# PROBLEM TO WORK ON
Repeat the material verbatim and drop the pictures.

============================================================

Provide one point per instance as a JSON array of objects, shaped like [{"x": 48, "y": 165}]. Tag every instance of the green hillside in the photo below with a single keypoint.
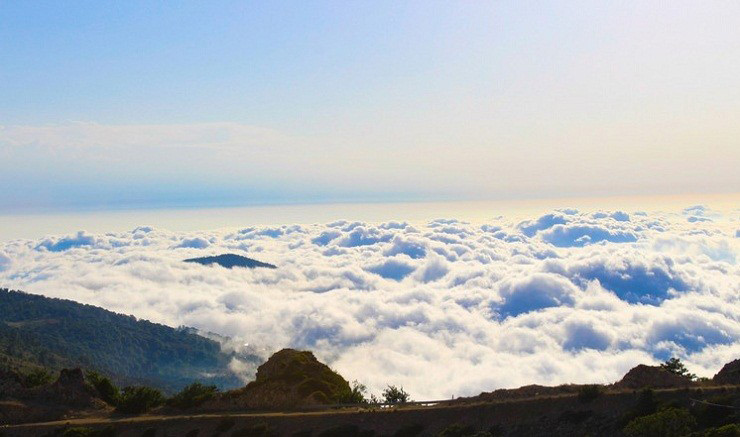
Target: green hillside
[{"x": 55, "y": 333}]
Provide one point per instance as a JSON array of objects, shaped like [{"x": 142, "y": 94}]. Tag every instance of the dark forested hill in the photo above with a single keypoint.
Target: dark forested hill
[
  {"x": 55, "y": 333},
  {"x": 230, "y": 260}
]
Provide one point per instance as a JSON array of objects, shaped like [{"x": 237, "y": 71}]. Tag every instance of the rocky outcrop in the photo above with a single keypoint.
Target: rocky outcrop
[
  {"x": 643, "y": 376},
  {"x": 729, "y": 374}
]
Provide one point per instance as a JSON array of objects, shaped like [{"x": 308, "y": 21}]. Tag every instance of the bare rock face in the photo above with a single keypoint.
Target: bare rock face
[
  {"x": 643, "y": 376},
  {"x": 729, "y": 374},
  {"x": 289, "y": 379}
]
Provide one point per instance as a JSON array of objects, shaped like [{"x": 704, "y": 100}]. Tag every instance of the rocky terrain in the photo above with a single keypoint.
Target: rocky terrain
[
  {"x": 295, "y": 394},
  {"x": 289, "y": 379},
  {"x": 230, "y": 260}
]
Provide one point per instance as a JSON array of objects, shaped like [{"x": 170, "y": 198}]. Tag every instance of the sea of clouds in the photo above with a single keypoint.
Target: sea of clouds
[{"x": 442, "y": 308}]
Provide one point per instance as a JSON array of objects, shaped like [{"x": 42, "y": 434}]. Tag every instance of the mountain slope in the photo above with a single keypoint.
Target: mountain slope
[
  {"x": 55, "y": 333},
  {"x": 230, "y": 260}
]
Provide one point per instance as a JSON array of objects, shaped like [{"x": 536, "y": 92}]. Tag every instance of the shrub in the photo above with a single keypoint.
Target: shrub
[
  {"x": 732, "y": 430},
  {"x": 395, "y": 395},
  {"x": 225, "y": 425},
  {"x": 665, "y": 423},
  {"x": 356, "y": 395},
  {"x": 588, "y": 393},
  {"x": 259, "y": 430},
  {"x": 106, "y": 389},
  {"x": 674, "y": 365},
  {"x": 346, "y": 430},
  {"x": 82, "y": 431},
  {"x": 137, "y": 400},
  {"x": 193, "y": 395},
  {"x": 409, "y": 431}
]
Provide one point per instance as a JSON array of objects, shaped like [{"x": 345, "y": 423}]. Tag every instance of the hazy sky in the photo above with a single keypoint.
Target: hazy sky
[{"x": 132, "y": 104}]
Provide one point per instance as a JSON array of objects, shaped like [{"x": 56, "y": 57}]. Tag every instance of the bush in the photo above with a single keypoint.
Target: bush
[
  {"x": 346, "y": 430},
  {"x": 225, "y": 425},
  {"x": 106, "y": 389},
  {"x": 409, "y": 431},
  {"x": 356, "y": 395},
  {"x": 588, "y": 393},
  {"x": 193, "y": 395},
  {"x": 395, "y": 395},
  {"x": 665, "y": 423},
  {"x": 137, "y": 400},
  {"x": 82, "y": 431},
  {"x": 732, "y": 430}
]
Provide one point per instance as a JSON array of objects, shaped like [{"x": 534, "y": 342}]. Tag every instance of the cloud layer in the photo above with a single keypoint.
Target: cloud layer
[{"x": 569, "y": 296}]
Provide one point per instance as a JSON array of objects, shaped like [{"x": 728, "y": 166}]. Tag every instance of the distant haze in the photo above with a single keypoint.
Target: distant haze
[{"x": 110, "y": 105}]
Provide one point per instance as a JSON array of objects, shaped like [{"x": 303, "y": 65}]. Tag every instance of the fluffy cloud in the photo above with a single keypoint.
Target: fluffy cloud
[
  {"x": 66, "y": 243},
  {"x": 568, "y": 296}
]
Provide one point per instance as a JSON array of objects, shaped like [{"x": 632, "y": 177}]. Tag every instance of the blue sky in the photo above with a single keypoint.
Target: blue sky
[{"x": 115, "y": 105}]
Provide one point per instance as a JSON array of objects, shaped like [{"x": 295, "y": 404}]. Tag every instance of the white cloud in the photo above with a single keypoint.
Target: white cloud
[{"x": 471, "y": 307}]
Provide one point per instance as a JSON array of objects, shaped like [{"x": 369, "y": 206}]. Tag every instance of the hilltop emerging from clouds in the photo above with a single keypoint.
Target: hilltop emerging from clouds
[{"x": 569, "y": 296}]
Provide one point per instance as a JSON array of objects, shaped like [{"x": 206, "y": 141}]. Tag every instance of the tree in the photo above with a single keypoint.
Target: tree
[
  {"x": 674, "y": 365},
  {"x": 37, "y": 377},
  {"x": 665, "y": 423},
  {"x": 395, "y": 395}
]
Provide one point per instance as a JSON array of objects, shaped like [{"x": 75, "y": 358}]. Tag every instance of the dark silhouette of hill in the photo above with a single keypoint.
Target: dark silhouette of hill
[
  {"x": 289, "y": 379},
  {"x": 230, "y": 260},
  {"x": 37, "y": 331}
]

============================================================

# THE COMPLETED TASK
Provide one point per instance as a JSON array of objects, shaped like [{"x": 48, "y": 165}]. Tag every instance of the green hillside in the photo below with a single keypoint.
Target: green hillside
[{"x": 55, "y": 333}]
Provide one point per instance as a JSON array of objects, shaped like [{"x": 142, "y": 94}]. Tag every instance of the dark forested hill in the photo above with a single keypoint.
Target: dark forested hill
[
  {"x": 55, "y": 333},
  {"x": 230, "y": 260}
]
Provide one point per instance as a JSON array of objects, shaped like [{"x": 237, "y": 71}]. Tag every instance of the rocky outcrop in the photo above with a single keypoint.
Target: rocky outcrop
[
  {"x": 643, "y": 376},
  {"x": 729, "y": 374}
]
Provide one point per instance as a JSON array of objects, shaped like [{"x": 308, "y": 21}]. Tag every instance of the bare rock face in the photo above with a single keypoint.
Target: bare rock face
[
  {"x": 643, "y": 376},
  {"x": 729, "y": 374},
  {"x": 289, "y": 379}
]
Provide one point per instance as a JSON array of objects, shaped like [{"x": 704, "y": 100}]. Tag every instance of the rocky terrain in the photo above with a single keypoint.
Target: rocky terrain
[
  {"x": 295, "y": 394},
  {"x": 289, "y": 379},
  {"x": 230, "y": 260}
]
Provide one point per instance as a JSON array of objects, shaped like [{"x": 170, "y": 198}]. Tag every instance of the sea of clouds in the photo above with a single keypoint.
Target: sea of clouds
[{"x": 442, "y": 308}]
Provide one point per instance as a JSON array of objects, shaped like [{"x": 42, "y": 434}]. Tag every instance of the mountain slope in the photo above with a single keypoint.
Target: mountain slope
[
  {"x": 55, "y": 333},
  {"x": 230, "y": 260}
]
Provide one point per instance as a JSON array of objects, shaped like [{"x": 536, "y": 92}]. Tag every instance of the shrub in the photo above with a single keypoint.
Target: shrub
[
  {"x": 732, "y": 430},
  {"x": 395, "y": 395},
  {"x": 225, "y": 425},
  {"x": 665, "y": 423},
  {"x": 356, "y": 395},
  {"x": 588, "y": 393},
  {"x": 259, "y": 430},
  {"x": 106, "y": 389},
  {"x": 674, "y": 365},
  {"x": 346, "y": 430},
  {"x": 82, "y": 431},
  {"x": 137, "y": 400},
  {"x": 193, "y": 395},
  {"x": 409, "y": 431}
]
Provide one point per instance as a JSON array of objects, shaped like [{"x": 345, "y": 423}]. Tag every instance of the hazy sky in the photo above with a single keypoint.
Target: hazy sky
[{"x": 132, "y": 104}]
Provide one point per instance as a JSON array of objects, shaped like [{"x": 56, "y": 57}]. Tag every instance of the bush in the photo above with a single keypoint.
Target: bush
[
  {"x": 346, "y": 430},
  {"x": 225, "y": 425},
  {"x": 106, "y": 389},
  {"x": 409, "y": 431},
  {"x": 356, "y": 395},
  {"x": 588, "y": 393},
  {"x": 193, "y": 395},
  {"x": 395, "y": 395},
  {"x": 665, "y": 423},
  {"x": 137, "y": 400},
  {"x": 82, "y": 431},
  {"x": 732, "y": 430}
]
Provide one point per instance as a JSON array of objects, shaped like [{"x": 534, "y": 342}]. Tag every instance of the cloud layer in the photo above with a single keypoint.
Target: cloud layer
[{"x": 569, "y": 296}]
Provide one point per instance as a JSON array of objects, shaped like [{"x": 728, "y": 166}]. Tag every instance of the distant haze in the photo above with a single keypoint.
Target: distant haze
[{"x": 110, "y": 105}]
Provide one point per instance as a JSON array of objects, shaped like [{"x": 303, "y": 65}]. Tag every instance of the fluffy cloud in the photo above with a single keypoint.
Target: fluffy cloud
[
  {"x": 66, "y": 243},
  {"x": 568, "y": 296}
]
Provide one point per instance as a JSON array of objects, shaped like [{"x": 632, "y": 177}]. Tag every instance of the blue sky in the photo above with a single keypoint.
Target: blue sky
[{"x": 115, "y": 105}]
Provide one point per instance as a JSON array of objects, shaped like [{"x": 295, "y": 404}]. Tag every instance of the white cloud in the photo above with a single keypoint.
Target: white cloud
[{"x": 471, "y": 307}]
Provide one point per instance as a JSON array of objects, shaped like [{"x": 369, "y": 206}]. Tag every instance of the hilltop emerging from clouds in the photo above with a single keypoint.
Target: hilltop emerging from clouds
[{"x": 569, "y": 296}]
Provide one point per instance as a JSON array of objects, shaped like [{"x": 206, "y": 141}]. Tag every instance of the tree in the photo above with a single keypoint.
Target: tree
[
  {"x": 674, "y": 365},
  {"x": 37, "y": 377},
  {"x": 665, "y": 423},
  {"x": 395, "y": 395}
]
Provide one point per instance as a JSON array of objects, shaped like [{"x": 75, "y": 358}]. Tag every instance of the dark silhouette of hill in the photo above with a single keypoint.
Target: dark silhouette of hill
[
  {"x": 289, "y": 379},
  {"x": 230, "y": 260},
  {"x": 37, "y": 331}
]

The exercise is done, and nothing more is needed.